Advanced Calculus for Economics and Finance

Maximum and minimum of semicontinuous functions With reference to Example 2.20, let \(f\) and \(g\) be two functions from a topological space \((X,T)\) to \(\mathbb{R}\). Define \(M(x)=\max \{f(x),g(x)\}\) and \(m(x)=\min \{f(x),g(x)\}\). Prove that if \(f\) and \(g\) are upper (lower) semicontinuous, then \(M\) and \(m\) are upper (lower) semicontinuous. Hint: \(M(x) < z\) if both \(f(x) < z\) and \(g(x) < z\), while \(m(x) < z\) if either \(f(x) < z\) or \(g(x) < z\).

Subbase Consider a set \(X\) and a collection of subsets \(\mathbb{A}=\{A_\alpha\} \subseteq 2^X\). The number of elements in \(\mathbb{A}\) can be finite or infinite. In general \(\mathbb{A}\) might not be the base of a topology. Now consider all finite intersections of the elements of \(\mathbb{A}\), together with the entire set and the empty set, \(\mathbb{B}=\{ \cap_{i=1}^n A_i \mid A_i \in \mathbb{A}, n\in \mathbb{N} \}\cup X \cup \emptyset\). Prove that \(\mathbb{B}\) is the base of a topology \(T_\mathbb{A}\) on X. The set \(\mathbb{A}\) is said a subbase of the topology \(T_\mathbb{A}\).

Subbase of the Euclidean topology With reference to the previous exercise, prove that the set \(\mathbb{A}=\{(-\infty,a) \mid a \in \mathbb{R}\} \cup \{(b,+\infty) \mid b \in \mathbb{R}\}\) is a subbase of the Euclidean topology in \(\mathbb{R}\).

Dense subsets. Let \((X,d)\) be a metric space, and \(A \subset X\). Prove that \(A\) is dense in \(X\) (Definition 2.2, point 8) if and only if \(\forall x \in X\) and \(\forall \epsilon >0\), \(B(x,\epsilon) \cap A \neq \emptyset\).

Let \(B([0,1])\) be the set of real bounded functions defined over the closed interval \([0,1]\) and \(x_1,x_2 \in [0,1]\). Consider the operator \(h: f \to (f(x_1),f(x_2))\) from \((B([0,1]),\|.\|_\infty)\) to \((\mathbb{R}^2,\|.\|_2)\). Prove that it is a linear operator and compute its norm.

Let \(B([0,1])\) be the set of real bounded functions defined over the closed interval \([0,1]\) and consider the operator \(h: (a,b) \to a + b x^2\) from \((\mathbb{R}^2,\|.\|_2)\) to \((B([0,1]),\|.\|_\infty)\). Prove that it is a linear operator and compute its norm.

- **What the exercise asks**:
Can you write what comes next in the advanced calculus exercise set, starting after its final exercise on the operator from R² into B([0,1])? You won't need the listing after this text.

- **Data extract**:
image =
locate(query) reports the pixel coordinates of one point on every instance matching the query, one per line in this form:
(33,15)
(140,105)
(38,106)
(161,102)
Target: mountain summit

- **Reply**:
Discontinuous linear function. Let \((V,\rho)\) be an infinite dimensional normed space and \((\mathbf{e}_n)\) a sequence of linearly independent elements of \(V\) with norm equal to one. Define the function \(F: V \to \mathbb{R}\) as \(F(\mathbf{x})=\sum_{n=1}^\infty n c_n\) if \(\mathbf{x} = \sum_{n=1}^\infty c_n \mathbf{e}_n\) and zero otherwise. That is, the function \(F\) is zero on all elements of \(V\) that do not belong to the subspace spanned by the sequence \((\mathbf{e}_n)\). Prove that the function \(F\) is linear and, according to Definition 4.3, unbounded. Thus, by Theorem 4.6, \(F\) is discontinuous.

Consider a converging sequence \(\sum_{n=1}^\infty x_n\) and define \(\tilde{s}_n=\sum_{k=n}^\infty x_k\). Prove that \(\lim_{n \to \infty} \tilde{s}_n=0\). Hint: Use the Cauchy property of the sequence of partial sums.

With reference to Example 2.20, let \((f_n)\) be a sequence functions from a topological space to \(\mathbb{R}\). Prove that if the functions are upper semicontinuous, then \(m(x)=\inf_n f_n(x)\) is upper semicontinuous, while if they are lower semicontinuous, then \(M(x)=\sup_n f_n(x)\) is lower semicontinuous.

Limit of monotone sequences of continuous functions. Let \((f_n)\) be a pointwise converging sequence \(f_n \to f\) of continuous functions from a topological space to \(\mathbb{R}\). Prove that if the sequence is nonincreasing, \(f_n(x) \leq f_{n-1}(x)\), then f is upper semicontinuous, while if the sequence is nondecreasing, \(f_n(x) \geq f_{n-1}(x)\), \(f\) is lower semicontinuous. Hint: If the sequence is nonincreasing, \(\left\{x | f(x) < z \right\}\) is equal to \(\cup_n \left\{ x | f_n (x) < z \right\}\), \(\forall z\).

Prove that if two polynomials \(P(x)=\sum_{h=1}^n p_h x^h\) and \(Q(x)=\sum_{h=1}^m q_h x^h\) are equal in an interval \((a,b) \subset \mathbb{R}\), then they are the same polynomial.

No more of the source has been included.